Stored entries:
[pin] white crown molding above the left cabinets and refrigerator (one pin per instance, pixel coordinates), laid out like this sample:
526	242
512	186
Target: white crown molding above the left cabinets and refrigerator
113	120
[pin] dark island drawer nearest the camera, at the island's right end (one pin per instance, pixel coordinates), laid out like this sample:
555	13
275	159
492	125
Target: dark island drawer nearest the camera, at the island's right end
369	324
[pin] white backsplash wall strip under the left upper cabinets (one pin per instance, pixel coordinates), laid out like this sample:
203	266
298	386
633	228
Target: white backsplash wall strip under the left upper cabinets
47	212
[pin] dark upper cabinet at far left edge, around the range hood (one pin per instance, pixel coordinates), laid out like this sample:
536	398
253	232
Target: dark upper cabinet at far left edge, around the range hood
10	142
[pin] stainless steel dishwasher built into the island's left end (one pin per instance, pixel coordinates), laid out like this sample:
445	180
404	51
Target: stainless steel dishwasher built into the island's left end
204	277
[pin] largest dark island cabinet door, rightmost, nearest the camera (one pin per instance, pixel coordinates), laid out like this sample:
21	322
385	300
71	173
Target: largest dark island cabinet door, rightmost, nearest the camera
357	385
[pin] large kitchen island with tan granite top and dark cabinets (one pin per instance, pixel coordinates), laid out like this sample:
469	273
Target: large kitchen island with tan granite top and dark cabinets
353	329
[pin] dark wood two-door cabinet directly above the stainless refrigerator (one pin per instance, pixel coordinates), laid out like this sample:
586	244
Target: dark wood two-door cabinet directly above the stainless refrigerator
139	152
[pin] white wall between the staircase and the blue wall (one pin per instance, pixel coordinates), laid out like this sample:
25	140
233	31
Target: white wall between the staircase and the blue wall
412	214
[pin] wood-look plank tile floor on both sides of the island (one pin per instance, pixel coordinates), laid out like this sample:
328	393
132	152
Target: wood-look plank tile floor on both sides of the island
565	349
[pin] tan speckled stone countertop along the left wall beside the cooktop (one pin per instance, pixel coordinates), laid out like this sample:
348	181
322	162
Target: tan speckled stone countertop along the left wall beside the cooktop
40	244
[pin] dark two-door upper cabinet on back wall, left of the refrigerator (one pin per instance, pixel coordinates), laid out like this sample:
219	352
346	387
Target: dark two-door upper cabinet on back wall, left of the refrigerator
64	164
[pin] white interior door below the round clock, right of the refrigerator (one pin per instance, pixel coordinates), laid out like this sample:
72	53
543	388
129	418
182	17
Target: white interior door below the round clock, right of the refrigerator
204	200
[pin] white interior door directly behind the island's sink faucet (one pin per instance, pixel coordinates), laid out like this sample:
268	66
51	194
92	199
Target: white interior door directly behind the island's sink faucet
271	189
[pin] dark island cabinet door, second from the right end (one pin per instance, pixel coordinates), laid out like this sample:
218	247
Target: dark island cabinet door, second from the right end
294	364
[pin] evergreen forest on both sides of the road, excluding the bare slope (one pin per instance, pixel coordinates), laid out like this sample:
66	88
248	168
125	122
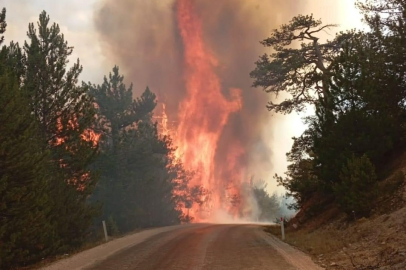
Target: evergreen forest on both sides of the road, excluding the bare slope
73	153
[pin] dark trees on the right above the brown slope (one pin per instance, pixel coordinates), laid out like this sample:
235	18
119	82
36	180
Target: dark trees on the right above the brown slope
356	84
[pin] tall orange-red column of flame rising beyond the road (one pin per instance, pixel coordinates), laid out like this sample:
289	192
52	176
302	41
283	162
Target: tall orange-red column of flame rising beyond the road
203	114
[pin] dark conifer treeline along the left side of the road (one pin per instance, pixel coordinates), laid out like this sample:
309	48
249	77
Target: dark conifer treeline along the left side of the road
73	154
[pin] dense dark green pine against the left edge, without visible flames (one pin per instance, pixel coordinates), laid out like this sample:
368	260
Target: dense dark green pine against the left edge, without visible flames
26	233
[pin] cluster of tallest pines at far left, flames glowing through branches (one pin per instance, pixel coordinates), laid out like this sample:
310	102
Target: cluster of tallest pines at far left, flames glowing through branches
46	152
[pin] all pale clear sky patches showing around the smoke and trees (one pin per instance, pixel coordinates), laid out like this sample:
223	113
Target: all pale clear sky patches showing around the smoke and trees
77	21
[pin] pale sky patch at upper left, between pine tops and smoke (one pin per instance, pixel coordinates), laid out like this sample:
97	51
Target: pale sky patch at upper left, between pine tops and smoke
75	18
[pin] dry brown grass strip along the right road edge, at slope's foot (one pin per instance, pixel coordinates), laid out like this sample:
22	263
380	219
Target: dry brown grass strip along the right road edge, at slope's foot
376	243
...
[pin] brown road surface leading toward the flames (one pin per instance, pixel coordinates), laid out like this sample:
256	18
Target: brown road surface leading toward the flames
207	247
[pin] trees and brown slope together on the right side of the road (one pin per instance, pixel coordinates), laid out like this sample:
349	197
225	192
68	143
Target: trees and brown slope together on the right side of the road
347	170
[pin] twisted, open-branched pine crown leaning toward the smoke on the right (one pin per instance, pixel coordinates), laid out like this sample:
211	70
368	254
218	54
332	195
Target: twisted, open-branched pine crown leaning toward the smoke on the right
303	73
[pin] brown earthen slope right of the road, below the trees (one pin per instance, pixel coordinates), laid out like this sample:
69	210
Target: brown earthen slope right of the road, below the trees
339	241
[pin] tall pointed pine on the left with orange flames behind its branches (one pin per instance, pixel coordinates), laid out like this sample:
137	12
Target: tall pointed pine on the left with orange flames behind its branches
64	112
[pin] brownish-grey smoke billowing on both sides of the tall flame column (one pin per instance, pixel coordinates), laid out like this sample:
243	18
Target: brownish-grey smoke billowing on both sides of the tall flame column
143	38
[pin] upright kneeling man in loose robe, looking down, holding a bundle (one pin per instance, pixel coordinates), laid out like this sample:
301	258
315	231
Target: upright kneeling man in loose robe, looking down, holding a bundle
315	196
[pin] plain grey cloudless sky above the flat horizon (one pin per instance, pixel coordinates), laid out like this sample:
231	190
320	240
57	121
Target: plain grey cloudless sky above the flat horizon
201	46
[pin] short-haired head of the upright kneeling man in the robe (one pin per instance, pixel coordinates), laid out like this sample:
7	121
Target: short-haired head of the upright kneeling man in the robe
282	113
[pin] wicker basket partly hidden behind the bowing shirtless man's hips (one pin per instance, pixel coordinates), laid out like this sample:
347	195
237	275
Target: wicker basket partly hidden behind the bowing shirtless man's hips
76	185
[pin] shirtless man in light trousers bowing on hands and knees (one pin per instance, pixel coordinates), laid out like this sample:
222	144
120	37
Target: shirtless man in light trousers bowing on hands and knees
---
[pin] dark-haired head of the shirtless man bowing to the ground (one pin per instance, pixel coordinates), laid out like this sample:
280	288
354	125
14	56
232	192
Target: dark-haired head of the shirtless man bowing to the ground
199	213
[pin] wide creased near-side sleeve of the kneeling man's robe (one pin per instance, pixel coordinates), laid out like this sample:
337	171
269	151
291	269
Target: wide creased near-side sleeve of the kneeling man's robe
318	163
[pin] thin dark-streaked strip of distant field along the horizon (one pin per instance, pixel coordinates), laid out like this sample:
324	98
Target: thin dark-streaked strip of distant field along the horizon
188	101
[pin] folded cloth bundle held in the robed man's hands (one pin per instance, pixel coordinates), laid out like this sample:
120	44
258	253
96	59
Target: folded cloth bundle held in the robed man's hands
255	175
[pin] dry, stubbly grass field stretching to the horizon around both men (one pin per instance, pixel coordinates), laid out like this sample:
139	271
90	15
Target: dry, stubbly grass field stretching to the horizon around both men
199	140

**Your objective**
Begin at the line in the entries above that has "Target: tan speckled", stop after the line that has "[pin] dark trees", and output exactly those lines without pictures.

**Result of this task**
Target: tan speckled stone countertop along the left wall beside the cooktop
40	244
[pin] dark two-door upper cabinet on back wall, left of the refrigerator (one pin per instance, pixel coordinates), laid out like this sample:
219	352
346	387
Target: dark two-door upper cabinet on back wall, left of the refrigerator
64	164
[pin] white interior door below the round clock, right of the refrigerator (one pin per instance, pixel coordinates), laid out like this sample:
72	53
543	388
129	418
182	17
Target: white interior door below the round clock, right of the refrigerator
204	200
[pin] white interior door directly behind the island's sink faucet (one pin per instance, pixel coordinates), laid out like this sample:
268	66
51	194
92	199
Target: white interior door directly behind the island's sink faucet
271	189
[pin] dark island cabinet door, second from the right end (one pin per instance, pixel coordinates), laid out like this sample:
218	247
Target: dark island cabinet door, second from the right end
294	364
[pin] evergreen forest on both sides of the road, excluding the bare slope (one pin per instance, pixel coordinates), laid out like this sample:
66	88
248	168
125	122
Target: evergreen forest on both sides of the road, excluding the bare slope
73	153
[pin] dark trees on the right above the brown slope (one pin per instance, pixel coordinates), laid out like this sample:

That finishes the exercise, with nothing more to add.